- Aim of the task
Only the lines from the one containing "the blue plumage" to the end of the records belong in the answer; repeat them exactly and drop the pictures.

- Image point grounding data

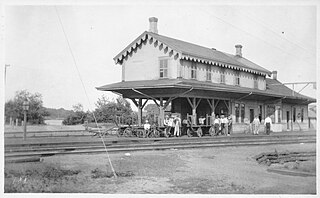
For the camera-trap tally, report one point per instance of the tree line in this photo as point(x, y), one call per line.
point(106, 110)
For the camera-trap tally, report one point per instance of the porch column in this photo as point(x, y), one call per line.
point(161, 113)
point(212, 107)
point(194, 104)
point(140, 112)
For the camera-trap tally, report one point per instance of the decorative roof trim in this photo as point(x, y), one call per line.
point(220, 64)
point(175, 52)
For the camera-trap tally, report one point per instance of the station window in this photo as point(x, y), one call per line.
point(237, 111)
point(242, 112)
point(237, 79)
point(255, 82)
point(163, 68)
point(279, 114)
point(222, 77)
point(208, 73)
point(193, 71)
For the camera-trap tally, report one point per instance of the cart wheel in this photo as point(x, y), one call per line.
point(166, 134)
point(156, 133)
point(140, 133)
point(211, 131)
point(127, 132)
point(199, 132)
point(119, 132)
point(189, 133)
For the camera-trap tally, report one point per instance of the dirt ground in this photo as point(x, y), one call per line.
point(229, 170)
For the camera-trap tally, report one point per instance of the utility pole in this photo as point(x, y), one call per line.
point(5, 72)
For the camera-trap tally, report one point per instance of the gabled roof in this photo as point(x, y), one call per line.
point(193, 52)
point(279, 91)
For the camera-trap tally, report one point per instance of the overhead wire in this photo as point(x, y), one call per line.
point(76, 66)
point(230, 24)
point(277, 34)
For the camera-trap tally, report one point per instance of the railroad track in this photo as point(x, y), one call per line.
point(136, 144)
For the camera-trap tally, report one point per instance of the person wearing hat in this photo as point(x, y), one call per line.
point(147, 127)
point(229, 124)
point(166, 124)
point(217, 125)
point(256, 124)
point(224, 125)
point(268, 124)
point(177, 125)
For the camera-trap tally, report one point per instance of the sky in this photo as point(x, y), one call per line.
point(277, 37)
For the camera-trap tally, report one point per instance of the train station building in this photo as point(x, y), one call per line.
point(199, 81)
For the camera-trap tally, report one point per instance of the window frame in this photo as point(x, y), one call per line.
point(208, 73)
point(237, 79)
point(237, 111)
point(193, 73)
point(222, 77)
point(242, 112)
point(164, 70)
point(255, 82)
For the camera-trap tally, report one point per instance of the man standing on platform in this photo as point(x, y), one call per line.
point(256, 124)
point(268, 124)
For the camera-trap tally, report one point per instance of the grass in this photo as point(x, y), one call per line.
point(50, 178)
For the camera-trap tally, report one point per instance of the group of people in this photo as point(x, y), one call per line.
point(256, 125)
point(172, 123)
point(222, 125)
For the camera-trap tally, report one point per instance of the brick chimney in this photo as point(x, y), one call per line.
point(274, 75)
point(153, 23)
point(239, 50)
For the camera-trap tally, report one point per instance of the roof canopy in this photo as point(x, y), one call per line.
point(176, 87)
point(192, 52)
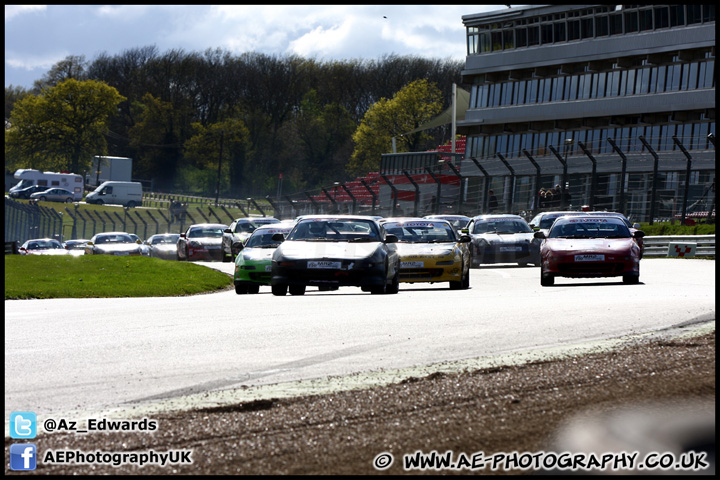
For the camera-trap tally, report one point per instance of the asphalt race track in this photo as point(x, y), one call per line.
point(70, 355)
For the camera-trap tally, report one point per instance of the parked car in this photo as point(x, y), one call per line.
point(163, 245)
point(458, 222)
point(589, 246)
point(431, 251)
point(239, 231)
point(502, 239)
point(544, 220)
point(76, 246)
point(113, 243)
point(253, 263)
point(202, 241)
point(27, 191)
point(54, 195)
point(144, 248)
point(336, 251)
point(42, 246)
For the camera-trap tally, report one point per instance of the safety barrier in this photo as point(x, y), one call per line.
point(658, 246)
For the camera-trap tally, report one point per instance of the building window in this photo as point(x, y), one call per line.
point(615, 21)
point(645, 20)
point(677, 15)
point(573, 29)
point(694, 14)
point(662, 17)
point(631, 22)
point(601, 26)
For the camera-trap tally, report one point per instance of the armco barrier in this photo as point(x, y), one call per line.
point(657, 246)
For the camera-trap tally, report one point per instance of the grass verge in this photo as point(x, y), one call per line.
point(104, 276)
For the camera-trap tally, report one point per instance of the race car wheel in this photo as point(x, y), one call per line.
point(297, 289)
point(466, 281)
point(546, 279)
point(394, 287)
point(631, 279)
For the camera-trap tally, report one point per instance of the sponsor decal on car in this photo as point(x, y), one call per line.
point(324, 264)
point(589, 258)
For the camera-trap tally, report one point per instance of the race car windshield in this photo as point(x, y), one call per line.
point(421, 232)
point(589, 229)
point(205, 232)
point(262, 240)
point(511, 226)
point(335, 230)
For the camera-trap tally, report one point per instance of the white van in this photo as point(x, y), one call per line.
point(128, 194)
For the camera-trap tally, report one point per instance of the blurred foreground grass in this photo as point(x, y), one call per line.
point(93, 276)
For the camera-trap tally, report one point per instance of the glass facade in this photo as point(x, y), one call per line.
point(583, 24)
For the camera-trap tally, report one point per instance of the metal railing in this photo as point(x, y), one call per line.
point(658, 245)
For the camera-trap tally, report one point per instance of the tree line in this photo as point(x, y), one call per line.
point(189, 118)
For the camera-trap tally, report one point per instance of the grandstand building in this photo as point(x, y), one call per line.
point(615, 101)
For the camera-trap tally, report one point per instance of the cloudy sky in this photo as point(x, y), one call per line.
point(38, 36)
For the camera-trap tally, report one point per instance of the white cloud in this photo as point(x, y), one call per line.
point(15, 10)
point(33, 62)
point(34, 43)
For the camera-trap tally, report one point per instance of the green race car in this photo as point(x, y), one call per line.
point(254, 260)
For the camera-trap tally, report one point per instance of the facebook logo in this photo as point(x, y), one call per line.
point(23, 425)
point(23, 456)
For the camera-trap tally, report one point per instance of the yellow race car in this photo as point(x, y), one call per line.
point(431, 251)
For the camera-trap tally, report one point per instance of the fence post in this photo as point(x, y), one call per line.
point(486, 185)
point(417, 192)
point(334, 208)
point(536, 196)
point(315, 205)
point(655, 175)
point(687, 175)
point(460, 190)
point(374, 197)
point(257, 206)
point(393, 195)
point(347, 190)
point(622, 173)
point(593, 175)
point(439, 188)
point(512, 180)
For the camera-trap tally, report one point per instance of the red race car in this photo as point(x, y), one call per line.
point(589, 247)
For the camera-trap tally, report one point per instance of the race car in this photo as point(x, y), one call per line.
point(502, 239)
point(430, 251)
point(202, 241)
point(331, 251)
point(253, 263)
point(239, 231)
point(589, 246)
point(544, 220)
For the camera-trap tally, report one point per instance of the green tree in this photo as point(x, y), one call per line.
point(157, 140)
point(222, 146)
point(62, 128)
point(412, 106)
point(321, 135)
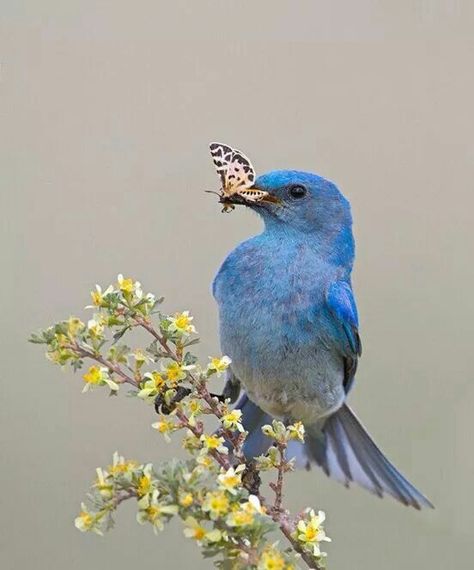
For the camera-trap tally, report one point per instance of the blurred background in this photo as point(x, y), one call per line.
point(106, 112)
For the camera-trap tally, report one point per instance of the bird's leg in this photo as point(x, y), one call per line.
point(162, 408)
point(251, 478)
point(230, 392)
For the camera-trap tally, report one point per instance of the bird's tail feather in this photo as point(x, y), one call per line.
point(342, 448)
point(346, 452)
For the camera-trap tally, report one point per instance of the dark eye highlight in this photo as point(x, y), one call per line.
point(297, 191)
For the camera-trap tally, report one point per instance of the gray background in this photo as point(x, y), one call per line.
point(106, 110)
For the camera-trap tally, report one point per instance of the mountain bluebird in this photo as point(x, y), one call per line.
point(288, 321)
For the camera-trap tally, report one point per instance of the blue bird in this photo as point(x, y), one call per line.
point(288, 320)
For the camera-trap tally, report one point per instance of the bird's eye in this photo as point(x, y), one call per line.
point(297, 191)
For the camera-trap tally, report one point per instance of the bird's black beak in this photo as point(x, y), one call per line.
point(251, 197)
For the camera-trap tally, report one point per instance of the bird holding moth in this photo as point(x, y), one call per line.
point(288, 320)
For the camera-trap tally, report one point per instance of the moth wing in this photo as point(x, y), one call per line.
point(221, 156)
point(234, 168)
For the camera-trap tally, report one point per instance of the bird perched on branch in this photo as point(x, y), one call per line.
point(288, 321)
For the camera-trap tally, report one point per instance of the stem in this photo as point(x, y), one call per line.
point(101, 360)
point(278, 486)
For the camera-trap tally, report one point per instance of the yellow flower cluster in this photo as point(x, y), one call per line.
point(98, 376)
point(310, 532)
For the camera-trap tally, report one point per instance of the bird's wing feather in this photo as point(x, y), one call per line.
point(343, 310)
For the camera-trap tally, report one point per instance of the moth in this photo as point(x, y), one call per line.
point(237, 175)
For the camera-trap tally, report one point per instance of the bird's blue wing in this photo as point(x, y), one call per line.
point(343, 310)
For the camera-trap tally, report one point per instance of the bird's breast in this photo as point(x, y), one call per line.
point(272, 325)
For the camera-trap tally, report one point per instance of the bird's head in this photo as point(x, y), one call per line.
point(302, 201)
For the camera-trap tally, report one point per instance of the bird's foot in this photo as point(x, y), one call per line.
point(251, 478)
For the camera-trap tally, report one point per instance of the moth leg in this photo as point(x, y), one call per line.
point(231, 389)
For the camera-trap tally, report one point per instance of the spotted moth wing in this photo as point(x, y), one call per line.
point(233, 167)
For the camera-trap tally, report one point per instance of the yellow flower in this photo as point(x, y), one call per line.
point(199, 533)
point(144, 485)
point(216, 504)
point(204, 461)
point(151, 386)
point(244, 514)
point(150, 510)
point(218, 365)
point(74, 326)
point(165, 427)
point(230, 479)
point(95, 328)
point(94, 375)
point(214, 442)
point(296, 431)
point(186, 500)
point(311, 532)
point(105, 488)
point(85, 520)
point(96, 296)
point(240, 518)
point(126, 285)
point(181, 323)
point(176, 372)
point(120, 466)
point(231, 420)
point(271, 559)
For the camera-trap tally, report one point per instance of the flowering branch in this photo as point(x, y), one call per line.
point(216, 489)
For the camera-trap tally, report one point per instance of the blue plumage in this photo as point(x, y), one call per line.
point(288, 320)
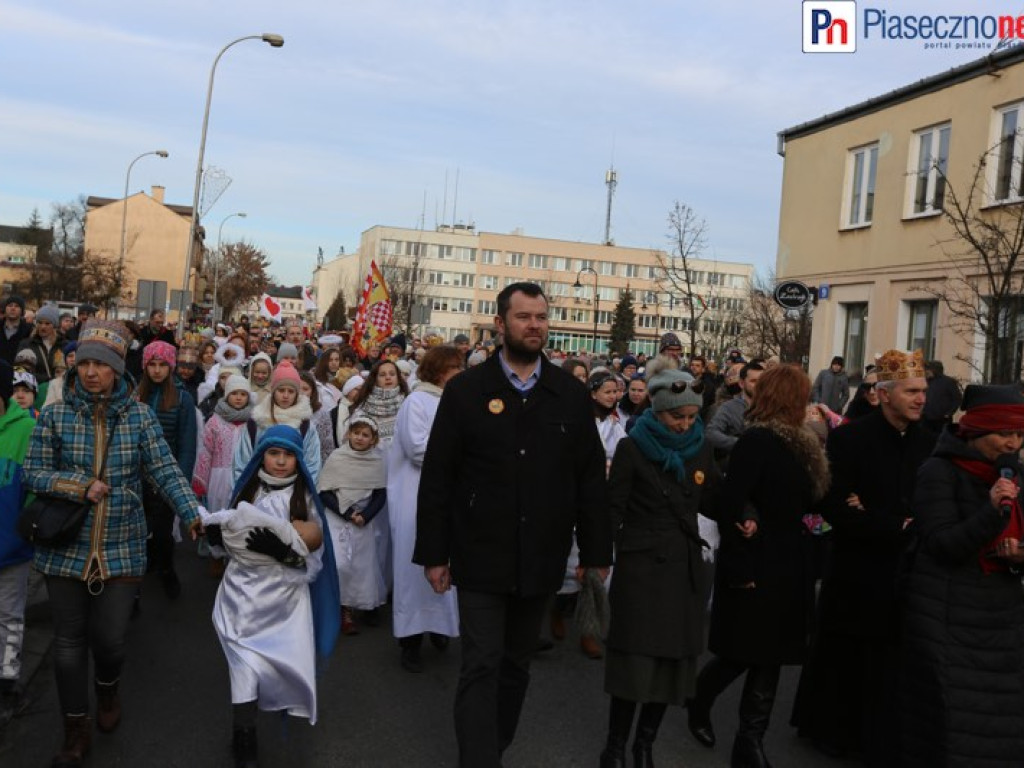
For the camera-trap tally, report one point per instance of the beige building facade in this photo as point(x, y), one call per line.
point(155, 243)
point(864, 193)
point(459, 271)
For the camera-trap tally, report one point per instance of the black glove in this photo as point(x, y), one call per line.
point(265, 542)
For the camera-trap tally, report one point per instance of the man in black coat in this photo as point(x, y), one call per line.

- Written reply
For the camera-trap tally, report one point per instance of the blue plumage in this photo as point(x, y), one call per line.
point(288, 320)
For the camera-trap tally, report one point per instance of the beige building facade in this photo as point(x, y), one call per line.
point(155, 243)
point(864, 193)
point(459, 271)
For the camera-trap tally, report one point per instance of the black glove in this photo as point(x, y), one call per line.
point(265, 542)
For the camera-trap tally, report one point per instance of the man in black coat in this photo as point(x, y), one call per line.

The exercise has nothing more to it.